>>>>

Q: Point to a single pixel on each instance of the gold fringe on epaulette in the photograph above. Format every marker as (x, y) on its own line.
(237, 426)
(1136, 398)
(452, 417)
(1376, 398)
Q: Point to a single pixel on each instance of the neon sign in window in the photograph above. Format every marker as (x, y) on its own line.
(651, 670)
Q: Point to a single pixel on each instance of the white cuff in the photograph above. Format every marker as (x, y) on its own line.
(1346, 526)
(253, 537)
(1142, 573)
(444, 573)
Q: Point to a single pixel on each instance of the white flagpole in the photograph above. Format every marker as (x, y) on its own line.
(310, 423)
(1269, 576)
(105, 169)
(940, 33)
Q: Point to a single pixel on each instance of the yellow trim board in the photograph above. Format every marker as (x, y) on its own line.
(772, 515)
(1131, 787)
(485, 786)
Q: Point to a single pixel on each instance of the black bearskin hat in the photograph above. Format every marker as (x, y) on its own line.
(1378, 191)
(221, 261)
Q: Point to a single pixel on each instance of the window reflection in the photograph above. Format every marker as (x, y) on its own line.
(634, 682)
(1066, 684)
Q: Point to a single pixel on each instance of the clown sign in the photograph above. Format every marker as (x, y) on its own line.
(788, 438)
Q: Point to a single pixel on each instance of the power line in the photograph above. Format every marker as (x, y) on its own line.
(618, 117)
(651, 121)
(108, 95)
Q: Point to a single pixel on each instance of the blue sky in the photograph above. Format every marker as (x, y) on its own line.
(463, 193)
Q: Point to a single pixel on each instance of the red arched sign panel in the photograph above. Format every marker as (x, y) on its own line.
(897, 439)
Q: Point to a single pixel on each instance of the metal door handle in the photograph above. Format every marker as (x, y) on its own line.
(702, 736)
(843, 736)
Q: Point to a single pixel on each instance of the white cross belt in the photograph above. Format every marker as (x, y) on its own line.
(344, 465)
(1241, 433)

<<<<

Output every line of the data above as a numbered list, omitting any blank lines.

**OUTPUT FOR THIS TASK:**
1. Q: Point to a single pixel on each instance of the gold fringe on epaulette in the photograph above. Format every marker as (x, y) on its own line.
2. (237, 426)
3. (1136, 398)
4. (452, 417)
5. (1376, 398)
6. Q: Point to a single pixel on each instance of the neon sign in window in the photograph above. Format every marker as (x, y) on its own line.
7. (651, 670)
8. Q: Point to a single pixel on each instance of the white cuff in the photograph above. Format every marker as (x, y) on its own line.
9. (1346, 526)
10. (253, 537)
11. (1142, 573)
12. (444, 573)
13. Q: Point to a single pixel on each instance of the white flagpole in the photograph above. Format every marker as (x, y) on its own line.
14. (310, 423)
15. (1269, 576)
16. (105, 169)
17. (940, 33)
18. Q: Point to a single pixel on each instance of the yellow trim board in the photograph above. Format every marker as (x, y) on its own line.
19. (772, 515)
20. (1131, 787)
21. (485, 786)
22. Q: Point to a single pixel on each instance of the black bearskin hat in the photograph above. Format every marker as (x, y) on its own line.
23. (1378, 191)
24. (221, 261)
25. Q: Point to a single pixel on each instance of the window reflection in the photograph above. Format every marker as (x, y) on its own line.
26. (634, 682)
27. (1066, 684)
28. Q: Point to a single pixel on each instance of the clown sign in the photograph above. Format every marker as (x, y) on its own line.
29. (788, 438)
30. Q: Point to a single pixel on each instance of the power line in the photograph above. Format every marker as (x, y) on its own line.
31. (618, 117)
32. (651, 121)
33. (108, 95)
34. Q: Point to a single pixel on each instance of the blue sky in the photograph above. Format every marker as (x, y) on its own line.
35. (463, 193)
36. Q: Point to a single pixel on each instance of the red arched sign panel in the photograph above. Format every marker as (x, y) on its own line.
37. (897, 439)
38. Q: Point to a single pixel on each instance of the metal door handle in the photograph above. Format every marker as (x, y) on its own line.
39. (702, 736)
40. (843, 736)
41. Q: Point to a single pixel on each instance of the white cross belt in the photograph above. Format every marker as (x, y) on its own line.
42. (344, 465)
43. (1241, 433)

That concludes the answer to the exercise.